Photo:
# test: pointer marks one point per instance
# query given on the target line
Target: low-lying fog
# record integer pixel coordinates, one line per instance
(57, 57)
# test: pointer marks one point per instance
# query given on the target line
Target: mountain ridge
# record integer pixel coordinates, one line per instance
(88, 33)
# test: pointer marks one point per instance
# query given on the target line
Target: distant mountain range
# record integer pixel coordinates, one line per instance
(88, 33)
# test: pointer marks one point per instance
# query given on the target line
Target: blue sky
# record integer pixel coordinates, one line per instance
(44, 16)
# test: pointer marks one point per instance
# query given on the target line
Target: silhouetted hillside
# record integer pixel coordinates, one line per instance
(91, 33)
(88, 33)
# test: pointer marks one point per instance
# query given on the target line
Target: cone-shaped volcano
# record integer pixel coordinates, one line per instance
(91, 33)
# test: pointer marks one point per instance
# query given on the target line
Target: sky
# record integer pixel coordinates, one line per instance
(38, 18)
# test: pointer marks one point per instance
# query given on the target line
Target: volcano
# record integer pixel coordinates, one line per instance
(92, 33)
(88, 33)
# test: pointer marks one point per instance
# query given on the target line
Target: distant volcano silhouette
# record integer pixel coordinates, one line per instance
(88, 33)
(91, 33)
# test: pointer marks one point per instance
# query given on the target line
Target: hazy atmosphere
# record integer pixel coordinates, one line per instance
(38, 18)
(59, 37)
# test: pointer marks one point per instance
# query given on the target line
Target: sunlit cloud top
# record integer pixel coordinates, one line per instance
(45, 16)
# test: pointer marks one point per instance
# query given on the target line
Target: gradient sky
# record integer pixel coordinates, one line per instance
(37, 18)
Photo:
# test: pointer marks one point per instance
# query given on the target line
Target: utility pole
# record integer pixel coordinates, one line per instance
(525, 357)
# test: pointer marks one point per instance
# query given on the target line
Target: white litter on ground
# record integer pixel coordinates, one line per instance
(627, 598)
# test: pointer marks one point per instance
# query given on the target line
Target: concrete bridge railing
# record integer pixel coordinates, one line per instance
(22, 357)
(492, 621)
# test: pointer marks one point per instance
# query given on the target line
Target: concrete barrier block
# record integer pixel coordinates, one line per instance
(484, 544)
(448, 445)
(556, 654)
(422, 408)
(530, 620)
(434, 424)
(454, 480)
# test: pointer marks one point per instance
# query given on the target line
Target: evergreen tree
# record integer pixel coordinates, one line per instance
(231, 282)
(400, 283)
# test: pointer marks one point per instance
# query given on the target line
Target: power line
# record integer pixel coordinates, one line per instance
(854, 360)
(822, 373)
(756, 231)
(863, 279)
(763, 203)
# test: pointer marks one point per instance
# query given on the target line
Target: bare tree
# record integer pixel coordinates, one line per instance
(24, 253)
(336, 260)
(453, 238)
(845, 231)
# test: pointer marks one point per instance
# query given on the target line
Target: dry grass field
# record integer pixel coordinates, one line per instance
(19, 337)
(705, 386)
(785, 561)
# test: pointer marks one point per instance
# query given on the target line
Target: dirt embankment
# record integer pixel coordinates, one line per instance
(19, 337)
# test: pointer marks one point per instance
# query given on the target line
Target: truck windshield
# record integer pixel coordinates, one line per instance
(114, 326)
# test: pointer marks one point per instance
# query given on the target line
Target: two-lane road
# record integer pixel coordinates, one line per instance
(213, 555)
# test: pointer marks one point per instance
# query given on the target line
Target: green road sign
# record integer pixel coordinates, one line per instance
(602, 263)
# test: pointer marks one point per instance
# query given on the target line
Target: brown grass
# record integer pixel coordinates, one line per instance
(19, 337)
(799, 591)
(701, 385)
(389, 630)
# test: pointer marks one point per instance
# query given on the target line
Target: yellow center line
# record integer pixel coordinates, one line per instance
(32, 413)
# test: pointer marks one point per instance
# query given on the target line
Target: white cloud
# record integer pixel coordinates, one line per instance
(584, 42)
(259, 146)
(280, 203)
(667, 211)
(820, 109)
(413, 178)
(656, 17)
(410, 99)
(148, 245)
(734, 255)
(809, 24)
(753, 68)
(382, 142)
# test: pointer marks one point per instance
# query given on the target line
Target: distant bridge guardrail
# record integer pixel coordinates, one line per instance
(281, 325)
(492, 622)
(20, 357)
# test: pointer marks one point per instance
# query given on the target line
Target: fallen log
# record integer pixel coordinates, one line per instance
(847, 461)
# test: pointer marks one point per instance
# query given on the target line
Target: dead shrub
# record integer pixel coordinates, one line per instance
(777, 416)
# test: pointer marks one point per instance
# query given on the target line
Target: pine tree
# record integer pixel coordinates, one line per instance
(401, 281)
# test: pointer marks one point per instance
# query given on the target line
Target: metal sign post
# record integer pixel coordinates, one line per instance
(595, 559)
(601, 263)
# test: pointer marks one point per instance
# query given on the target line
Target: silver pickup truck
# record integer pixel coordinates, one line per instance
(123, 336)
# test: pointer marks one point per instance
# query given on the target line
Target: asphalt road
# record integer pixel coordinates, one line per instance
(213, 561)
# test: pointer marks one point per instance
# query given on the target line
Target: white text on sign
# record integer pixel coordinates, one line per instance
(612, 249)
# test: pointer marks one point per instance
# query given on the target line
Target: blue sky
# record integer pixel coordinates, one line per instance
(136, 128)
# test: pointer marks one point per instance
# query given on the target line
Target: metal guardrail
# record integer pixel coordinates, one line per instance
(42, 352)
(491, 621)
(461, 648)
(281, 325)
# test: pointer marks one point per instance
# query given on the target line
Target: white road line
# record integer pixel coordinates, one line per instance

────────────────────

**WHAT THE TASK REQUIRES**
Copy out each record exactly as given, omitting none.

**RESULT**
Photo:
# test: pointer marks one point per instance
# query given on the target line
Target: low-lying fog
# record integer pixel coordinates, one line per instance
(57, 57)
# test: pointer marks one point per instance
# query given on the target line
Target: mountain ridge
# record integer pixel coordinates, one line per instance
(88, 33)
# test: pointer marks one point per instance
# query given on the target line
Target: distant mountain range
# record integer pixel coordinates, one line per instance
(88, 33)
# test: pointer marks one point per instance
# query given on the target line
Target: blue sky
# record integer pixel coordinates, one line per instance
(44, 16)
# test: pointer marks one point per instance
# query given on the target line
Target: silhouetted hillside
# record integer pixel coordinates, one line per instance
(91, 33)
(88, 33)
# test: pointer marks one point per instance
# query given on the target line
Target: cone-shaped volcano
# record integer pixel coordinates, one line per instance
(91, 33)
# test: pointer marks one point per instance
# query given on the target line
Target: sky
# record integer pixel coordinates, one line per instance
(38, 18)
# test: pointer marks one point per instance
# query given on the target line
Target: volcano
# record integer pixel coordinates, one line per instance
(92, 33)
(88, 33)
# test: pointer marks one point per instance
# query given on the target line
Target: distant volcano silhouette
# record integer pixel coordinates, one line per instance
(88, 33)
(91, 33)
# test: pointer marks one point per instance
# query given on the target line
Target: hazy atmosphere
# record integer pixel coordinates, one line per instance
(38, 18)
(59, 37)
# test: pointer marks one point per instance
# query given on the target line
Target: sunlit cloud top
# record integer pixel coordinates, one line per instance
(45, 16)
# test: pointer marks one point per instance
# query given on the target line
Target: gradient sky
# record integer pixel coordinates, one line per instance
(37, 18)
Photo:
# test: pointer marks one point per instance
# query given on the target line
Target: utility pole
# record integer pixel coordinates, one line per instance
(525, 357)
# test: pointer marks one point per instance
# query given on the target line
Target: white litter on ground
# record integer pixel coordinates, one line per instance
(627, 598)
# test: pointer marks one point per instance
# query given on the target line
Target: concrete bridge railing
# record integer pixel coordinates, one line per instance
(22, 357)
(492, 621)
# test: pointer marks one point per instance
# query given on the target line
Target: concrete barrier block
# record integer pixel coordinates, one line per instance
(484, 544)
(448, 445)
(556, 654)
(422, 408)
(530, 620)
(434, 424)
(454, 480)
# test: pointer marks one point per instance
# query given on the target line
Target: evergreen tree
# record integer pixel coordinates, one line per instance
(231, 282)
(400, 283)
# test: pointer marks one point per instance
# query given on the target line
Target: power line
# record integer pixel coordinates, one line per instance
(854, 360)
(822, 373)
(756, 231)
(863, 279)
(763, 203)
# test: pointer marks one point per instance
# query given on the target line
Target: bare tree
# record integer pixel coordinates, one line per instance
(24, 253)
(336, 260)
(453, 238)
(845, 231)
# test: pointer marks one point per instance
# query given on the target line
Target: dry grass field
# record integer pixel coordinates, one line per instance
(19, 337)
(705, 386)
(785, 561)
# test: pointer marks one point per instance
# query given on the target line
Target: dirt embankment
# record integer pixel coordinates, one line per instance
(19, 337)
# test: pointer marks one point per instance
# query given on the target line
Target: truck windshield
# record integer pixel coordinates, one line per instance
(114, 326)
# test: pointer marks one point per instance
# query given on the target line
Target: two-lane road
# record integer pixel coordinates, one line per instance
(213, 555)
# test: pointer marks one point per instance
# query given on the target line
Target: green road sign
# record integer pixel coordinates, one line per instance
(602, 263)
# test: pointer marks one point per instance
# query given on the target line
Target: brown grass
# record integer pixel coordinates, one line per instance
(19, 337)
(799, 591)
(701, 385)
(389, 630)
# test: pointer marks one point per instance
# query given on the target line
Target: yellow center line
# record integer pixel coordinates, one line per instance
(32, 413)
# test: pointer marks one point per instance
# query given on the target line
Target: white cloud
# record integer pixel coordinates, one line per instance
(584, 42)
(259, 146)
(280, 203)
(667, 211)
(820, 109)
(413, 178)
(656, 17)
(410, 99)
(148, 245)
(734, 255)
(809, 24)
(753, 68)
(382, 142)
# test: pointer marks one point per instance
# query given on the target line
Target: distant bridge guardrail
# record integer pixel coordinates, one line per instance
(281, 325)
(492, 622)
(20, 357)
# test: pointer marks one point per instance
# query given on the target line
Target: fallen log
# record integer pixel coordinates, one line per instance
(847, 461)
# test: pointer marks one point per instance
# query given on the target line
Target: dead shrub
# record integer pixel coordinates, one line per instance
(777, 416)
# test: pointer marks one point per instance
# query given on the target line
Target: pine tree
# record integer pixel coordinates, one line per instance
(401, 281)
# test: pointer marks one point per instance
# query given on the target line
Target: metal sign post
# record integer pixel coordinates, one line per instance
(595, 559)
(601, 263)
# test: pointer marks one point per instance
# query given on the target line
Target: silver pickup truck
# record integer pixel coordinates, one line per instance
(123, 336)
# test: pointer marks one point per instance
# query given on the target line
Target: asphalt road
# record integer pixel coordinates, one line per instance
(213, 561)
# test: pointer marks one point per instance
# query given on the target line
Target: white text on sign
# record integer pixel coordinates, one line per instance
(612, 249)
# test: pointer marks one point per instance
# query given on the target line
Target: blue sky
# record integer pixel coordinates, one line per instance
(136, 128)
# test: pointer marks one point per instance
# query given on the target line
Target: metal guardrail
# record integer pixel coordinates, one line per instance
(42, 352)
(491, 621)
(461, 648)
(281, 325)
# test: pointer marks one point per instance
# query given on the target line
Target: white road line
# record integer pixel coordinates, one line per instance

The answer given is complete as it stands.